** START OF Document segment **

Hi all, I have a question about reload repository....
# ask-community
p
Hi all, I have a question about reload repository. I’m using Dagster for my Noti-center app, and facing up with some problems with repository reloading. My current approach is scheduling runs from the external configuration. I used
@repository
with the lazy loading method to schedule runs. For example, I have these op and job:
Copy code
import os
from dagster import *

@op(
    ins={
        "x": In(dagster_type=int),
        "y": In(dagster_type=int)
    },
    out={
        "sum": Out(dagster_type=int)
    },
)
def calculate_sum_x_y(x, y):
    return x + y


@job
def sum_x_y_job():
    calculate_sum_x_y()
With it, I’ll have a bunch of schedules having run_config and cron information stored in an external file named
test_dagster_new.txt
. Then, I have the repository definition:
Copy code
@repository
def lazy_loaded_repository():
    names = []
    with open('test_dagster_new.txt', 'r') as f:
        names = f.readlines()
        xycron = [(int(line.rstrip('\n').split(',')[0]), int(line.rstrip('\n').split(',')[1]), line.rstrip('\n').split(',')[2]) for line in names]
    schedule_collection = {}
    for idx, x_y_cron, in enumerate(xycron):
        x, y, cron = x_y_cron
        s_name = f'sum_x_y_job_schedule_{idx}'
        run_config = {
                "ops": {
                    "calculate_sum_x_y": {
                        "inputs": {
                            "x": x,
                            "y": y
                }}}
            }
        s = ScheduleDefinition(job=sum_x_y_job, name=s_name, run_config=run_config, cron_schedule=cron)
        schedule_collection.update(
            {
                s_name: s
            }
        )
    return {
        'jobs': {'sum_x_y_job': sum_x_y_job},
        'schedules': schedule_collection
    }
I started Dagster with its instances, and it worked. Next step, I expected that once the external file has changed, my schedules will be updated also if I call reloading the repository. I tried to use API client and Dagit UI but it didn’t help. Anyone has experiences for that? Thank you so much 🙏
s
I would definitely expect the schedules to update after you click the button in Dagit to reload the repository. Are you able to put a print statement inside the module to make sure that it's getting imported?
d
Just one followup question to sandy's question - are you possibly running your code in a separate grpc server process or docker container?

** END OF Document segment **

### Task prompt
Continue the forum thread on reloading a Dagster repository, starting after its last reply.

** START OF Information given **

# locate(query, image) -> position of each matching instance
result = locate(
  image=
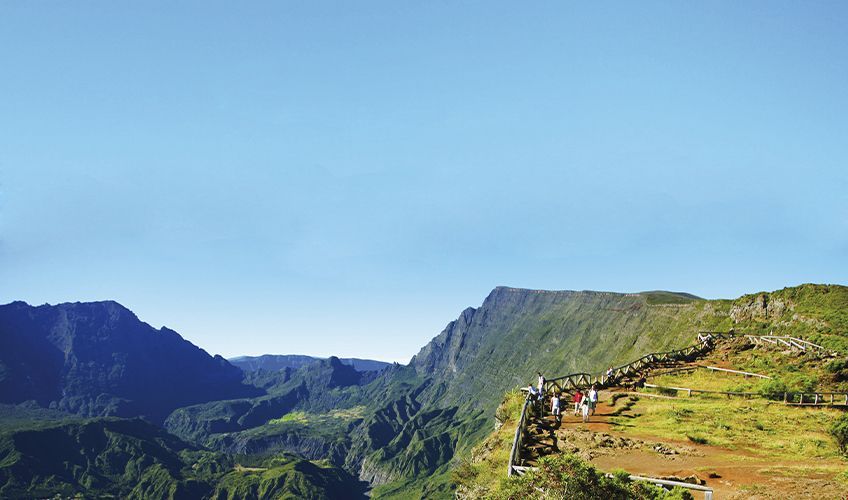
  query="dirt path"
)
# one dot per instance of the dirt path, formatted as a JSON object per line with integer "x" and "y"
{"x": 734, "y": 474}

** END OF Information given **
** START OF Information given **

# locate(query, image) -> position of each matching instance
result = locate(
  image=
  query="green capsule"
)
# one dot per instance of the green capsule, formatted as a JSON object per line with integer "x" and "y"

** END OF Information given **
** START OF Information given **

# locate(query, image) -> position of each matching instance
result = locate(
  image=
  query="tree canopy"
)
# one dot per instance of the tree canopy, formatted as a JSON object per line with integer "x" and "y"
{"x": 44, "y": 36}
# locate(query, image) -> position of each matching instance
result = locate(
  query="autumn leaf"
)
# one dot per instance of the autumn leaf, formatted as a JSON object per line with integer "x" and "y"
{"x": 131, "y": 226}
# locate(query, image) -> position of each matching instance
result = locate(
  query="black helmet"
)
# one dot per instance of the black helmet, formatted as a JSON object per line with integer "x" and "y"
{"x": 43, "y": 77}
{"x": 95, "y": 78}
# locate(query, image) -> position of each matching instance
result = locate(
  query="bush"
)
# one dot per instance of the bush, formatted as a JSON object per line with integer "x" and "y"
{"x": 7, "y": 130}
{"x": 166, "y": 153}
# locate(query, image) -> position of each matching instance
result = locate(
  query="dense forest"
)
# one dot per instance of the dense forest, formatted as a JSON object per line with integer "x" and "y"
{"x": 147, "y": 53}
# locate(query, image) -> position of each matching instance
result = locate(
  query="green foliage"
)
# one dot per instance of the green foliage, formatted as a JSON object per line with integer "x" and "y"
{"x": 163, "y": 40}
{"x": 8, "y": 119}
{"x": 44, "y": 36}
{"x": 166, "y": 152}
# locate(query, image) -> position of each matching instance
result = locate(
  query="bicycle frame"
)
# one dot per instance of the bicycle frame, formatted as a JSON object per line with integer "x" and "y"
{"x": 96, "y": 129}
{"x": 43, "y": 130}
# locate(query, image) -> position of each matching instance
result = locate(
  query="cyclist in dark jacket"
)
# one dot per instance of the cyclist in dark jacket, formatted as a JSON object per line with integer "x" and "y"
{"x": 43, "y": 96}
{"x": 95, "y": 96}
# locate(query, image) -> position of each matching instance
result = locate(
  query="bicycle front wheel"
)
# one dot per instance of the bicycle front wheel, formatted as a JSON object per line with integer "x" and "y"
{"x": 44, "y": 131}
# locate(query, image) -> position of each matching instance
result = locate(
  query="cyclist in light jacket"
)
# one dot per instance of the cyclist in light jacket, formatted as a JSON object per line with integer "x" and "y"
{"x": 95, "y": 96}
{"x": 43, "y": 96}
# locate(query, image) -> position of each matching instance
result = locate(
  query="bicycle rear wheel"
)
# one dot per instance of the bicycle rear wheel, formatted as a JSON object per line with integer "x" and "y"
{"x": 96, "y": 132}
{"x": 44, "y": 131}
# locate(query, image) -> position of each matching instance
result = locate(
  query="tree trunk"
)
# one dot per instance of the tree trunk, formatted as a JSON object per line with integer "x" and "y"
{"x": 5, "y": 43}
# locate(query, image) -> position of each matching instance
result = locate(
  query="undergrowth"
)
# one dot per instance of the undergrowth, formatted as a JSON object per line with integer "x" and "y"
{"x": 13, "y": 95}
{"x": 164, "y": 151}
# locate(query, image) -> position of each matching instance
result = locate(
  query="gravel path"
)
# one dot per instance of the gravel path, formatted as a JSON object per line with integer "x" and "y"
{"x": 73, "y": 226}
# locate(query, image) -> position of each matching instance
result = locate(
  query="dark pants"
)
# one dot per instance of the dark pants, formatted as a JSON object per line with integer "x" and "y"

** END OF Information given **

### Solved exercise
p
@sandy I put stdout into repository loading, and it just actually prints once after container started; when clicking reload on UI, nothing happens on Docker log (UI show the pop-up with a Successful message). @daniel I run it on both docker container & a separate grpc server with
workspace.yml
configuration:
Copy code
load_from:
  - grpc_server:
      host: pp_analytics_comply_alerts_workspace
      port: 4000
      location_name: "comply_alerts"
And workspace is being run on a separate container.
One more piece of information, when I use
python_file
for load_from workspace, it worked as expected. However, I need to run on multiple workspaces my current use-cases. So really need your help
Hmm, I found this warning log for Daemon instance, should it be a reason?
Copy code
2023-02-28 04:20:45 +0000 - dagster.daemon.SchedulerDaemon - WARNING - Could not load location comply_alerts to check for schedules due to the following error: dagster._core.errors.DagsterUserCodeUnreachableError: Could not reach user code server

Stack Trace:
  File "/usr/local/lib/python3.7/site-packages/dagster/_core/workspace/context.py", line 545, in _load_location
    location = self._create_location_from_origin(origin)
  File "/usr/local/lib/python3.7/site-packages/dagster/_core/workspace/context.py", line 470, in _create_location_from_origin
    return origin.create_location()
  File "/usr/local/lib/python3.7/site-packages/dagster/_core/host_representation/origin.py", line 331, in create_location
    return GrpcServerRepositoryLocation(self)
  File "/usr/local/lib/python3.7/site-packages/dagster/_core/host_representation/repository_location.py", line 573, in __init__
    list_repositories_response = sync_list_repositories_grpc(self.client)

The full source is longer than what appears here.